[Begin Dataset entries]

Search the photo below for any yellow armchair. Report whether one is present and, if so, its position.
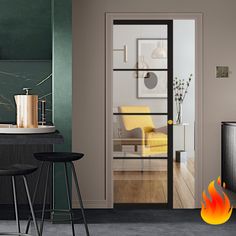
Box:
[119,106,168,156]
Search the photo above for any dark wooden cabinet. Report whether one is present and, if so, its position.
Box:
[221,122,236,192]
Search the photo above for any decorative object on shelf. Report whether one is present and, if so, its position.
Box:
[113,45,128,63]
[137,38,167,98]
[152,40,167,59]
[138,71,167,98]
[173,74,193,124]
[137,38,167,70]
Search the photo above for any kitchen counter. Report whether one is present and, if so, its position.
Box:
[0,131,64,145]
[0,131,64,220]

[End Dataset entries]

* What is needed: Arrange the listing above, from its first line through the line containing "[221,122,236,192]", as a Markdown table with the columns No. and Line, numbering each row and skipping blank lines. Leave the pictures out.

* Answer to the exercise:
| No. | Line |
|---|---|
| 1 | Search the photo below for any yellow armchair. Report whether one is present and, if so, its position. |
| 2 | Box: |
| 3 | [119,106,168,156] |
| 4 | Search the photo above for any dark wooden cabinet. Report whether one is present and, if so, its position. |
| 5 | Box: |
| 6 | [221,122,236,192] |